*TEXT EXCERPT*
Rental prices in Prague peaked in 2019 and declined slightly during the pandemic as a result of a lack of tourism. Apartments geared towards the short-stay/Airbnb market converted back to traditional leases, rebalancing the local supply and demand dynamics short-term. As of 2022, residential rents are rising back to pre-pandemic levels, but this has not impacted demand. Given the current mortgage rules and bank products available, many would-be buyers are disqualified before applying, further driving demand for rental accommodation.

On the supply-side, private rental accommodation has historically been serviced by individual owners and just a handful of professional landlords managing portfolios. Therefore, institutional investors targeting the private rental sector have an opportunity to catch and be amongst the first to set the rules and market standards.

The residential market in Czechia can be described as challenging for practically everybody who is active in the market and looking for an opportunity. Investors interested in entering the Czech market face a competitive market with a shortage of available projects for investment. The shortage is mainly due to the lengthy planning permit process, but also thanks to a number of active investors securing units in bulk in projects through forward purchases or forward funding. The complicated development process has led to bottlenecks in supply, with Prague currently undersupplied by tens of thousands of residential units. This is driving prices so high, that the yield from renting such apartments is not competitive versus other asset types and locations.

*SUPPLIED MATERIAL*

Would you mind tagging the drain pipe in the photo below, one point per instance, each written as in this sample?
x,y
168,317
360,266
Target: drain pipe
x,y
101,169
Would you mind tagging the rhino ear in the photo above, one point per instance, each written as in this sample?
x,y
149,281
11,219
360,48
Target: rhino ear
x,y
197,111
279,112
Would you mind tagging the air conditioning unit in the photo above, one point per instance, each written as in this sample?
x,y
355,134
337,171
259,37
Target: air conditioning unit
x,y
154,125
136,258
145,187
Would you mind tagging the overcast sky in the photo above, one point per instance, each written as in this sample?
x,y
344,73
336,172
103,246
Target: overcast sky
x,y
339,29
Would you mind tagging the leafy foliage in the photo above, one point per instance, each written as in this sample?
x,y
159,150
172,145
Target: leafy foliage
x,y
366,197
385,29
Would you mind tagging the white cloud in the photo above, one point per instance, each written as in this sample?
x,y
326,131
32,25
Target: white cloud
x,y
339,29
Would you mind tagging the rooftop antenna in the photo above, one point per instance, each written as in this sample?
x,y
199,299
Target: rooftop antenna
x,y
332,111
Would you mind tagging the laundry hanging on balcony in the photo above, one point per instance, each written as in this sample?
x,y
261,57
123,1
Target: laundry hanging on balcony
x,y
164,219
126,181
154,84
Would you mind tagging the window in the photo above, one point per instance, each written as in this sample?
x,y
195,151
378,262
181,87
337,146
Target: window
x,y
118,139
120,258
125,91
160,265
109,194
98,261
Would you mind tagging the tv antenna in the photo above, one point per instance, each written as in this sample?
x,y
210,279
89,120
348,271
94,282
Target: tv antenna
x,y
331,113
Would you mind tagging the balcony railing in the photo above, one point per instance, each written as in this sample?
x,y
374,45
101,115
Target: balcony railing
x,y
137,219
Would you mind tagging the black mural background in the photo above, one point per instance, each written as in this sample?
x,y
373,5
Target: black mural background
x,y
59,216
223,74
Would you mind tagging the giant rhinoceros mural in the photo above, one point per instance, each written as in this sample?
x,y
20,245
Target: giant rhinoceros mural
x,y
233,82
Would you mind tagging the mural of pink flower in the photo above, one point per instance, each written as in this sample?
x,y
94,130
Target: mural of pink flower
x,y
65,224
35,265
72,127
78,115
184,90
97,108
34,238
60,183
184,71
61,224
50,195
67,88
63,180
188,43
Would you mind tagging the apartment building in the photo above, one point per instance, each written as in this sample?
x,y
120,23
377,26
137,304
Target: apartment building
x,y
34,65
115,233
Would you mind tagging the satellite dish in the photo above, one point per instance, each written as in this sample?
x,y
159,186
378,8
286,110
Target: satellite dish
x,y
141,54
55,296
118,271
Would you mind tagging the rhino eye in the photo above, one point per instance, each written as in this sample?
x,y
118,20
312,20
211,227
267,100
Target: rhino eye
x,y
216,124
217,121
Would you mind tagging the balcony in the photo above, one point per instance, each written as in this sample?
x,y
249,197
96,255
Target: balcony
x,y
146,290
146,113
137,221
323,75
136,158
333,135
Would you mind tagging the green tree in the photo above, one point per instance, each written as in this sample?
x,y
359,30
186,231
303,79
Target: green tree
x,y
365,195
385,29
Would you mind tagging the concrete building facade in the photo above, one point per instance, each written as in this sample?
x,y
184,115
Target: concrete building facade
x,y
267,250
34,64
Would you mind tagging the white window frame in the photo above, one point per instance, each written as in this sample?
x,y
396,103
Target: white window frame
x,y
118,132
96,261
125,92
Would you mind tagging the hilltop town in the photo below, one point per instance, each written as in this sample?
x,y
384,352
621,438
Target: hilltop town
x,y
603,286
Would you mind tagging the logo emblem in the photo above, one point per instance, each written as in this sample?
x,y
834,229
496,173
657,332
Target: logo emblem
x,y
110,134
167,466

*TASKS TO COMPLETE*
**a.** Quote the stretch of the Prague housing text from "On the supply-side, private" through "and market standards.".
**b.** Extend the text on the Prague housing market, beginning right after its final sentence.
The data that comes after the Prague housing text is a separate set of material.

*RESULTS OF THE TASKS*
**a.**
On the supply-side, private rental accommodation has historically been serviced by individual owners and just a handful of professional landlords managing portfolios. Therefore, institutional investors targeting the private rental sector have an opportunity to catch and be amongst the first to set the rules and market standards.

**b.**
Polish market: Growing demand

Poland is at a nascent stage of development when it comes to the residential investment market, but we are observing exponential growth in new development and activity. The 7,500 BtR units now in circulation will be complemented by a further 23,000 BtR units under construction/in the permitting phase. This remains a drop in the ocean relative to Poland’s traditional rental market, which is mainly fragmented (owned by private individuals), but estimated to comprise 1.2 million units. This reflects the significant upside in BtR activity.

From an investment perspective, €0.6 bn was deployed in PRS asset acquisitions in 2021, primarily in forward purchase and joint ventures. Whilst this remains a limited share of the €6.3 bn invested across all sectors in 2021, it represents significant growth in activity when compared to previous years. These volumes also exclude a lot of M&A transactions among residential developers, including Echo Investment’s acquisition of Archicom, Tag Immobilien acquiring Vantage Development in 2019 and recently ROBYG at the end of 2021, and Cornerstone/Crestyl acquiring Budimex Nieruchomości. This consolidation points to a growing maturation of the market.

With rising interest rates and inflation alongside higher construction costs – both materials and labour – owning a flat is becoming less affordable than renting. This is driving rental demand, illustrated by a considerable fall of 20% in mortgage applications between December 2021-January 2022. Corporate expansion in Poland remains strong, and with a positive net migration rate demand for rental accommodation is also rising in tandem. Moreover, the development of BtR schemes in locations typically restricted to commercial use zoning is enabling new city living options in many attractive locations where residential units for sale are not available.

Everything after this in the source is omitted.